— Your objective —
Repeat the part of the mailing list thread about running a Tor relay on a Raspberry Pi that starts with "I'm not doing" and goes on through "it down some.", word for word.

— Passage shown —
((

I'm not doing any cooling except for not having it in case. I'm in Canada, and with winter coming I can leave it hanging inside a window, and that'll cool it down some.
The speed on the relay has picked up to about a quarter of what it was (so about six gigs a day), and I'll wait and see if it continues to increase, and then maybe fiddle with the config.
So, if a Pi is cheap to buy and easy to use and maintain, I'm happy to use it for a relay, even if it's not a major contributor to the network.
Bill
William Denton :: Toronto, Canada --- Listening to Art: https://listeningtoart.org/ https://www.miskatonic.org/ --- GHG.EARTH: http://ghg.earth/ Caveat lector. --- STAPLR: http://staplr.org/
tor-relays mailing list tor-relays@lists.torproject.org https://lists.torproject.org/cgi-bin/mailman/listinfo/tor-relays
Despite the OS running from a memory card I have been delighted how stable my Pi3s have been for VPN and routing to my office and others tasks I give them They just sit there quietly doing their stuff and don't need needs rebooting. G3WIP@piaware:~ $ w 16:43:50 up 385 days, 2:34, 3 user, load average: 0.58, 0.53, 0.47
-----Original Message----- From: tor-relays tor-relays-bounces@lists.torproject.org On Behalf Of usetor.wtf Sent: 13 September 2019 15:40 To: tor-relays@lists.torproject.org Subject: Re: [tor-relays] Running on a Raspberry Pi
Over the last month, I've been benchmarking the Raspberry Pi 4 on a fiber 1 Gbps up/down connection with the hope I could utilize the full connection throughput.
TDLR: Each tor instance per CPU core maxes out at ~ 6 MB/s. I was able to get two instances (ORPort 80 and 443) maxed out concurrently at ~ 6 MB/s with 1 IP address using the built-in ethernet port.

))

— Extracted entries —

((

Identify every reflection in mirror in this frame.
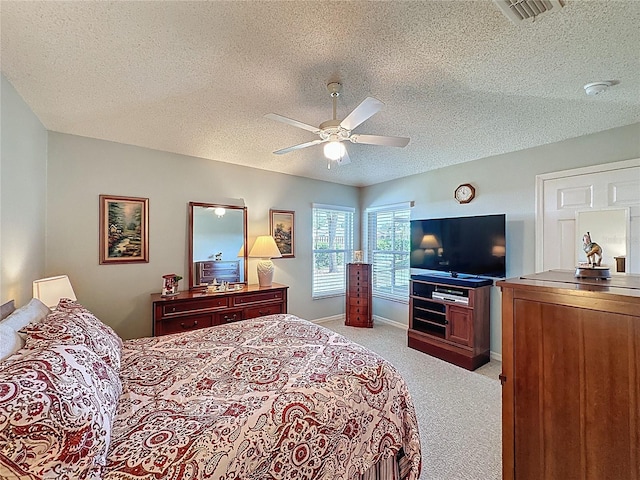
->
[576,208,631,273]
[189,202,247,289]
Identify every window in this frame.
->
[367,202,411,301]
[311,204,354,298]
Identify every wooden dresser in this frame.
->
[344,263,373,328]
[151,283,289,336]
[497,270,640,480]
[195,260,240,285]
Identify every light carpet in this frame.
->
[322,320,502,480]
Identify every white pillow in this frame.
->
[0,298,51,361]
[0,298,51,332]
[0,323,24,362]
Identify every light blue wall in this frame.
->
[46,132,360,338]
[0,75,47,307]
[360,124,640,353]
[0,66,640,353]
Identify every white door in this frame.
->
[536,159,640,273]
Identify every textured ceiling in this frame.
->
[0,0,640,186]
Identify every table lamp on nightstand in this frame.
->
[33,275,77,310]
[249,235,282,287]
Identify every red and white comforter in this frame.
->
[104,315,421,480]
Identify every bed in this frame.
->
[0,299,421,480]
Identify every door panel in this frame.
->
[536,159,640,273]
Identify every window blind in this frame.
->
[312,204,354,298]
[366,202,411,301]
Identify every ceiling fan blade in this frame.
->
[273,139,324,155]
[340,97,384,130]
[264,113,320,133]
[349,134,410,147]
[336,148,351,165]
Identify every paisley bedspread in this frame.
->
[104,315,421,480]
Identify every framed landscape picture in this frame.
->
[100,195,149,264]
[269,210,295,258]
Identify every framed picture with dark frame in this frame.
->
[269,209,295,258]
[100,195,149,265]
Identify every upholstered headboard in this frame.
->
[0,300,16,320]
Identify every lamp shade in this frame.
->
[249,235,282,258]
[249,235,282,287]
[33,275,77,308]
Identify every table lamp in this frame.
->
[33,275,77,310]
[249,235,282,287]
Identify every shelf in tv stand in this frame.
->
[408,276,493,370]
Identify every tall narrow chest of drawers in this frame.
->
[344,263,373,328]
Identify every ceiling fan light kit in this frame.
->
[265,82,410,167]
[324,141,347,160]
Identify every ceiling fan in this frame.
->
[265,82,409,168]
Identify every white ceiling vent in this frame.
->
[493,0,564,24]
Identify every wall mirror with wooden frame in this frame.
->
[189,202,247,290]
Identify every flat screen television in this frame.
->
[409,214,507,277]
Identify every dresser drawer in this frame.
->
[349,297,369,308]
[161,314,213,335]
[151,286,288,335]
[244,303,284,319]
[213,310,244,325]
[349,313,373,327]
[162,297,228,317]
[233,291,284,306]
[345,263,373,328]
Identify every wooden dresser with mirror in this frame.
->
[151,200,289,336]
[151,283,289,336]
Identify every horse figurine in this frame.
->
[582,232,602,267]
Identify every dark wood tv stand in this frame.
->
[408,275,493,370]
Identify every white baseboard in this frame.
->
[373,315,409,331]
[311,314,502,362]
[311,314,344,323]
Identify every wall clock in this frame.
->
[453,183,476,203]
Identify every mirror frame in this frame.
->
[189,202,249,290]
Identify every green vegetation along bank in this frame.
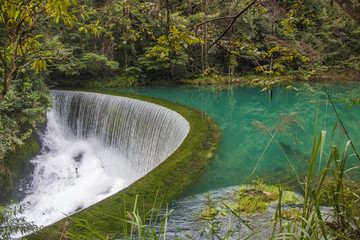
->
[28,91,220,239]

))

— Solution to the problem —
I'm not doing any cooling except for not having it in case. I'm in Canada, and with winter coming I can leave it hanging inside a window, and that'll cool it down some.